ТЕКСТ ДЛЯ ЧТЕНИЯ:
========================================

В небо то и дело взмывали сотни осветительных ракет: немецкие пулеметчики и артиллеристы бесновались. Над нами кружил самолет-разведчик. Долго мы с Поляковым ломали голову, как обмануть врага, незаметно сняться с места и отвести танки в лес.
Выручил нас вечно молчавший заместитель по технической части Дмитриев. Он отыскал где-то в тылах трактор «Ворошиловец». Мы запустили его. Неистовый гул и рычание дизельного мотора, несмолкающий скрежет металла привлекли внимание немцев. В сторону села посыпались мины и снаряды. Хитрость удалась. Пока враг обстреливал село, танки повзводно отходили в лесок. Оттуда Коханюк повел их в назначенный район.
Видя, что танкисты уходят, пехотинцы заметно погрустнели.
— Трудно мне будет без вас, — признался комбат Поляков.
— Обороняться куда легче, чем наступать, — попробовал я успокоить его. — Окопайся поглубже, выкати свои сорокапятки, а там, глядишь, подойдет и твой полк.
— Так-то оно так… А все же помоги мне, браток, век не забуду!
И мы помогли Полякову — оставили два танка, которые он разместил в селе как свой подвижной резерв. Кроме того, я приказал трем экипажам оставаться в своих подбитых танках: их орудия еще могли вести огонь.
Стрелки заметно повеселели.

========================================

УЧЕБНОЕ ЗАДАНИЕ A: Кто в тексте об отходе танков из села отыскал в тылах трактор «Ворошиловец»?
УЧЕБНОЕ ЗАДАНИЕ B: Допишите несколько предложений к тексту об отходе танков из села, начиная сразу после его последней фразы.
Материал к этой работе отношения не имеет.

ФРАГМЕНТ ДАННЫХ:
========================================

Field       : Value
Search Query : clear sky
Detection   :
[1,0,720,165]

========================================

РЕЗУЛЬТАТ ВЫПОЛНЕНИЯ A: Заместитель по технической части Дмитриев.

РЕЗУЛЬТАТ ВЫПОЛНЕНИЯ B:
Пока мы с Поляковым расставляли танки и пулеметы, санитары во главе с фельдшером Лаптевым отправляли в тыл раненых, подбирали убитых. А зампотех Дмитриев с группой ремонтников подползал к подбитым танкам, прицеплял к ним. длинные тросы и оттаскивал в тыл.
Два танка, в том числе и тот, в котором сражался комиссар батальона, эвакуировать не удалось. Они находились на нейтральной полосе: между ручьем, за которым залегли гитлеровцы, и высотами, где окопалась наша стрелковая рота.
Приближался рассвет. Продолжать эвакуацию машин с поля боя стало невозможно.
Между тем судьба Ткачева, волновавшая всех нас, оставалась неясной. Одни говорили, что Ткачев остался в горящем танке. Другие утверждали, что видели его обожженным, тяжело раненным, но что в последнюю минуту, перед самым взрывом танка, кто-то извлек комиссара из горящей машины и потащил за обратные скаты высоты.
Времени для размышлений, к сожалению, не было. Батальон ожидал моего возвращения. С грустью расставался я с Поляковым. Вчера судьба свела нас, двух молодых комбатов, которые в первый раз повели в бой свои подразделения. А сегодня уже приходится расставаться.
Поляков прервал затянувшееся молчание:
— Как-никак, а все же мы дали жизни фашистам. Подбили четыре танка. Выгнали гитлеровцев из села. Захватили высоты, немало врагов уложили, а троих даже взяли в плен. Правда, не так уж плохо!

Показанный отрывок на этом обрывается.